• [What needs to be done] Turn the items below into a JSON list of strings, one string per line, with blank lines left out. Don't include the pictures.

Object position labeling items

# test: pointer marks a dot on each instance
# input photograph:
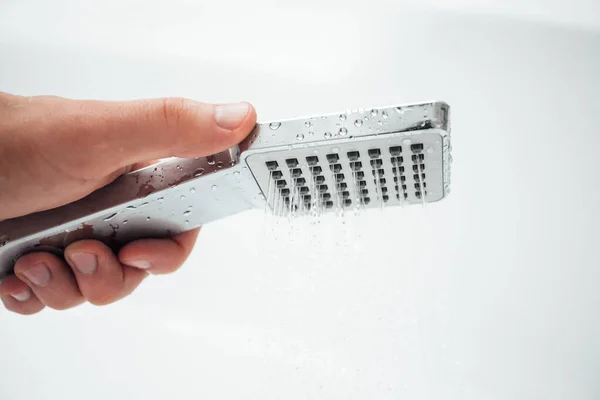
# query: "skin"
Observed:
(54, 151)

• [Worked answer]
[
  "# test: pointer marks a dot on each instance",
  "# input photograph:",
  "# query: \"skin\"",
  "Observed:",
  "(54, 151)"
]